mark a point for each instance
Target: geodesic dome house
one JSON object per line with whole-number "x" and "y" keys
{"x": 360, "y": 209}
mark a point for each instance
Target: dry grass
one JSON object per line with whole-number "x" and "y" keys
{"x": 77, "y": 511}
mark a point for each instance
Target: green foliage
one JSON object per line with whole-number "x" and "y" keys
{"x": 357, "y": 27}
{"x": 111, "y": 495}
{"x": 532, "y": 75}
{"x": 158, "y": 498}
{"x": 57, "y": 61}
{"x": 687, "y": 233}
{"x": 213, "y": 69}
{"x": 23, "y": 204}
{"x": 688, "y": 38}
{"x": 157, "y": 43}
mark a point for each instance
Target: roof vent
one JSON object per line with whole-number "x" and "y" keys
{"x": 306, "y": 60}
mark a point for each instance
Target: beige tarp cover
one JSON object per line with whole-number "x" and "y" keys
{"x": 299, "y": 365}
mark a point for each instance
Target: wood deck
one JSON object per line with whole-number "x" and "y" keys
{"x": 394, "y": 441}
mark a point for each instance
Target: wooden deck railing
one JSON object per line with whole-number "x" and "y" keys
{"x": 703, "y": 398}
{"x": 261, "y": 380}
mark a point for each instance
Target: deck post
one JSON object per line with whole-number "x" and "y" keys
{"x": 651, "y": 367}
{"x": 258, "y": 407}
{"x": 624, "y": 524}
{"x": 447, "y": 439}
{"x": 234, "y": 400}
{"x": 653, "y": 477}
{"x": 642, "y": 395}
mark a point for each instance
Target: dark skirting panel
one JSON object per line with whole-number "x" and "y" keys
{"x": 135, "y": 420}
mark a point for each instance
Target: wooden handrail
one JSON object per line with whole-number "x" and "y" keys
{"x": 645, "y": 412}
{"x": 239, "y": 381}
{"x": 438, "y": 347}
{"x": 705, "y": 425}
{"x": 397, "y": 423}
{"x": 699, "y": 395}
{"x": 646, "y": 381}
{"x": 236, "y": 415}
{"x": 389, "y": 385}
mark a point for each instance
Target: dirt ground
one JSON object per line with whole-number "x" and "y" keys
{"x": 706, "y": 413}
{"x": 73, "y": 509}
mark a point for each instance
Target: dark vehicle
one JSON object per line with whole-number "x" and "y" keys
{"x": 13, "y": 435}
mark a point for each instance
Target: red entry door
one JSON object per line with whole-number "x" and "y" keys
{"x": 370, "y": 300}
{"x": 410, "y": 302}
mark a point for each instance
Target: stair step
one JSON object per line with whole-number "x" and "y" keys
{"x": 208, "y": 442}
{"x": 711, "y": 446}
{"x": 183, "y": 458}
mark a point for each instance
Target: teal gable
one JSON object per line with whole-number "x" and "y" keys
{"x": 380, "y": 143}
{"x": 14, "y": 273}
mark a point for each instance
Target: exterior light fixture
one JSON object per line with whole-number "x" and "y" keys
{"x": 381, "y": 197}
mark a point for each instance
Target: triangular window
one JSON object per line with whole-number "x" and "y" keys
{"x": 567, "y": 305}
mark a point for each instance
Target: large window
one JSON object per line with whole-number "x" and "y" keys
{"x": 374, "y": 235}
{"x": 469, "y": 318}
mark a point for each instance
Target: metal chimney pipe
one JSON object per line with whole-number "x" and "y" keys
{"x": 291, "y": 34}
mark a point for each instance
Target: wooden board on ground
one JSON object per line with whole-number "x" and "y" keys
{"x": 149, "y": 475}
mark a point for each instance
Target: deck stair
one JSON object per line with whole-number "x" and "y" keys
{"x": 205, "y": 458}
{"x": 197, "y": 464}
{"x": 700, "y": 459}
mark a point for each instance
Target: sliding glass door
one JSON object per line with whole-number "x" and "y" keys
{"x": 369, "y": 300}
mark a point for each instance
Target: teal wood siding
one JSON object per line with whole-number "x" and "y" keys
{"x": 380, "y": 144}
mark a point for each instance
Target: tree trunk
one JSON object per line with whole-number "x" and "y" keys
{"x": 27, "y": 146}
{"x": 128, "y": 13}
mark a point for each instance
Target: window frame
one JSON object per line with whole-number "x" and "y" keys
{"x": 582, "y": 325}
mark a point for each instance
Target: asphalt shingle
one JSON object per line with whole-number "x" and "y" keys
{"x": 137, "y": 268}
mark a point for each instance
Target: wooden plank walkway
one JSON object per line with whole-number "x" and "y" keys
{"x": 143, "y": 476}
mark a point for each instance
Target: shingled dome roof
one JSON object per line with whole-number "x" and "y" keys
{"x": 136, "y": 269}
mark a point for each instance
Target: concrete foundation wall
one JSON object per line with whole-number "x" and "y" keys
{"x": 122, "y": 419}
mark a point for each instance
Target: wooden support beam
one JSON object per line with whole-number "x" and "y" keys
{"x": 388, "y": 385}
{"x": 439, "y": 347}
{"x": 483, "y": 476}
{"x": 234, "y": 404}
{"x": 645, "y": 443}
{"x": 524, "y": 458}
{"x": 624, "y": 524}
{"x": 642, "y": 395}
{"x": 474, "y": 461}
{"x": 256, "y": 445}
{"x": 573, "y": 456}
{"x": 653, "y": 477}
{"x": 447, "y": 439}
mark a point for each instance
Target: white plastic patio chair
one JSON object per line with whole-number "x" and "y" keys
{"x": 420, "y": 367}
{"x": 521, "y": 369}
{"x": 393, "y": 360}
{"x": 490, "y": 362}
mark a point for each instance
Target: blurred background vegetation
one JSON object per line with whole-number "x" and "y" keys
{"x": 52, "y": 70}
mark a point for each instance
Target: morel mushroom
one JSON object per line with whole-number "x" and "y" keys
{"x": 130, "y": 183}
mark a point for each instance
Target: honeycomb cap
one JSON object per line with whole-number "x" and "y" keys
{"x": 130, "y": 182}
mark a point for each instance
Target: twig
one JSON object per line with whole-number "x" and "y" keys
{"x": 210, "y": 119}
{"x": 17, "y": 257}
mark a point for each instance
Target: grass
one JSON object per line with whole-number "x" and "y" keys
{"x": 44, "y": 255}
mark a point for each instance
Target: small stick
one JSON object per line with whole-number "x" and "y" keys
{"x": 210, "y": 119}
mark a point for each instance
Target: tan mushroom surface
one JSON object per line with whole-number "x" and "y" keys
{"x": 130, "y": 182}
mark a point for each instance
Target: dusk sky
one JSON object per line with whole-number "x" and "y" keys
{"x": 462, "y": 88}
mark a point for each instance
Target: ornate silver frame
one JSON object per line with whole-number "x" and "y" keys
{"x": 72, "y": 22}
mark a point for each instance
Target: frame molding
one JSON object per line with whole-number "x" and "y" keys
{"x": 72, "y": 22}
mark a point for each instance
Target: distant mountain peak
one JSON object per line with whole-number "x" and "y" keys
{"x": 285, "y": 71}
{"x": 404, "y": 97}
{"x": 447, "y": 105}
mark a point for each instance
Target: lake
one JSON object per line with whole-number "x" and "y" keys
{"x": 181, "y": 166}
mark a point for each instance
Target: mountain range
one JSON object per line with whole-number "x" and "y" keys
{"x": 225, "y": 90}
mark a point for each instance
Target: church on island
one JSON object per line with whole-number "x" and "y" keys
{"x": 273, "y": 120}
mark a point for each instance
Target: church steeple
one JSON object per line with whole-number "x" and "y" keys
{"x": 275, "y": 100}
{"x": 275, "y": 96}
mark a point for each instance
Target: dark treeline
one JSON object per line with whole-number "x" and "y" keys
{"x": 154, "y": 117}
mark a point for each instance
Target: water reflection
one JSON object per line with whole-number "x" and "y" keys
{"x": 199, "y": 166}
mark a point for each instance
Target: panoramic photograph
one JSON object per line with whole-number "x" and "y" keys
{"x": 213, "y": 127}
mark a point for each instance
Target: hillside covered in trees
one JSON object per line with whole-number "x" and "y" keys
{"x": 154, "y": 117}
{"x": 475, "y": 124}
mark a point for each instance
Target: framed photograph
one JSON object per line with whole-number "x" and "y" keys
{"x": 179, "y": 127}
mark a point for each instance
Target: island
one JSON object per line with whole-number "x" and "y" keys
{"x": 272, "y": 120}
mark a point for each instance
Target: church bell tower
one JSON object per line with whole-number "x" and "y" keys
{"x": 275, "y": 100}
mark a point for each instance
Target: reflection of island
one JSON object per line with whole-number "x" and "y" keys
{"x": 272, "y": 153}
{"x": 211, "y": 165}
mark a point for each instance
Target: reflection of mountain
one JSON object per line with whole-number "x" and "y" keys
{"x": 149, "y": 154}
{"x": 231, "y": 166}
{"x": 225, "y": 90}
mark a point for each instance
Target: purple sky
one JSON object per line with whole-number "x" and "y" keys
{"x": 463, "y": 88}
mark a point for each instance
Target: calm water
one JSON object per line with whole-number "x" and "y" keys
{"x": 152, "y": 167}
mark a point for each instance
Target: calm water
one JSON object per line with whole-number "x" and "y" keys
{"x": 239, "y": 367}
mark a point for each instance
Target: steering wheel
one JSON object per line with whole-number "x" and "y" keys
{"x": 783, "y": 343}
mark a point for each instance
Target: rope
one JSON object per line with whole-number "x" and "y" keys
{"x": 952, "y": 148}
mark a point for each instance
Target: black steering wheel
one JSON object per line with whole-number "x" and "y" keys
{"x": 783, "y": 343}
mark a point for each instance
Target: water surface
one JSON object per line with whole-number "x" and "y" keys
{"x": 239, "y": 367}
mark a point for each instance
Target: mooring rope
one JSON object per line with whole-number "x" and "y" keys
··········
In the records above, count the lines holding the word "mushroom"; give only that number.

2